[[ Material for this task open ]]
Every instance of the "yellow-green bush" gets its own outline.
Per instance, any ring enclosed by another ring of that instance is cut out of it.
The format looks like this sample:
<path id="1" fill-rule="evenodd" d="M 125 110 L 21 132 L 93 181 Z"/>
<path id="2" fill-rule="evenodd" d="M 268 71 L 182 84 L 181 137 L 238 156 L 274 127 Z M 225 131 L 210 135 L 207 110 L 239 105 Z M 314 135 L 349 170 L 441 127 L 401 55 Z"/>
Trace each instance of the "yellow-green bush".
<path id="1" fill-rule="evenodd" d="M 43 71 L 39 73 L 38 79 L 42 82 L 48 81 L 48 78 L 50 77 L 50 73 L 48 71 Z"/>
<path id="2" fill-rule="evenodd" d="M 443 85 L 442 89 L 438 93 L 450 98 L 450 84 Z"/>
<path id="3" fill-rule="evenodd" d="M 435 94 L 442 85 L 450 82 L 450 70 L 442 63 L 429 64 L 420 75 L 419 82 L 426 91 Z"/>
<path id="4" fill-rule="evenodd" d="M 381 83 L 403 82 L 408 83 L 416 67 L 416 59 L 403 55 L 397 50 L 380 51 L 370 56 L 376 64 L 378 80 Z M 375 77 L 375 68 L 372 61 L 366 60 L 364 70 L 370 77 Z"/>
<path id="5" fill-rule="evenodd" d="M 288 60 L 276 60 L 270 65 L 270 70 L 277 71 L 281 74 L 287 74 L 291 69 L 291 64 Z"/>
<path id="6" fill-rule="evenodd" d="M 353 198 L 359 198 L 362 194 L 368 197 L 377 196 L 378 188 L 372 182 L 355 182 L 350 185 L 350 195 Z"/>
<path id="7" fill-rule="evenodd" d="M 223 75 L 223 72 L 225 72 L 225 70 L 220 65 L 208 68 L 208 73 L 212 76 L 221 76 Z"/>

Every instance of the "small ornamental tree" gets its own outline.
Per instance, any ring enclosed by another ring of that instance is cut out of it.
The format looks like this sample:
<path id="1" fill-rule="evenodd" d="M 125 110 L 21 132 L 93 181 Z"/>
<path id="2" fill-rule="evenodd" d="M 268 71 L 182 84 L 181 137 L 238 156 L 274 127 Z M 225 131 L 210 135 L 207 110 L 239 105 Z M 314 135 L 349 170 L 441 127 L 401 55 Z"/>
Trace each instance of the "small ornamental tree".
[[ Material for this task closed ]]
#### Exercise brief:
Word for word, write out all of the data above.

#### Task answer:
Every instance of the "yellow-green bush" gets its own outline.
Per instance, any ring enclosed by another ring of that instance is cut out of it.
The format looks like this sample:
<path id="1" fill-rule="evenodd" d="M 125 110 L 21 132 L 93 181 Z"/>
<path id="2" fill-rule="evenodd" d="M 268 71 L 182 84 L 181 137 L 238 156 L 274 127 Z M 225 131 L 210 135 L 207 110 L 239 105 Z M 314 135 L 349 170 L 441 127 L 401 55 Z"/>
Trace each instance of the "yellow-green bush".
<path id="1" fill-rule="evenodd" d="M 43 71 L 39 73 L 38 79 L 42 82 L 48 81 L 48 78 L 50 77 L 50 73 L 48 71 Z"/>
<path id="2" fill-rule="evenodd" d="M 443 85 L 442 89 L 438 93 L 450 98 L 450 84 Z"/>
<path id="3" fill-rule="evenodd" d="M 435 94 L 442 85 L 450 82 L 450 70 L 442 63 L 429 64 L 420 75 L 419 82 L 426 91 Z"/>
<path id="4" fill-rule="evenodd" d="M 381 83 L 403 82 L 408 83 L 416 67 L 416 59 L 403 55 L 397 50 L 380 51 L 370 56 L 376 64 L 378 80 Z M 375 77 L 375 68 L 372 61 L 366 60 L 364 70 L 370 77 Z"/>
<path id="5" fill-rule="evenodd" d="M 288 60 L 276 60 L 270 65 L 270 70 L 277 71 L 281 74 L 287 74 L 291 69 L 291 64 Z"/>
<path id="6" fill-rule="evenodd" d="M 353 198 L 359 198 L 362 194 L 368 197 L 377 196 L 378 188 L 372 182 L 355 182 L 350 185 L 350 195 Z"/>
<path id="7" fill-rule="evenodd" d="M 223 75 L 223 72 L 225 72 L 225 70 L 220 65 L 208 68 L 208 73 L 212 76 L 221 76 Z"/>

Every instance of the "small ornamental tree" gets its own outline.
Per instance, any ring enclosed by another ring of that instance is cut out of it.
The format looks like this sample:
<path id="1" fill-rule="evenodd" d="M 125 110 L 21 132 L 93 181 Z"/>
<path id="2" fill-rule="evenodd" d="M 268 71 L 182 84 L 181 137 L 238 156 L 274 127 Z M 225 131 L 210 135 L 207 110 L 239 105 Z M 314 135 L 349 170 L 441 127 L 401 55 Z"/>
Trace each instance of the "small ornamental tree".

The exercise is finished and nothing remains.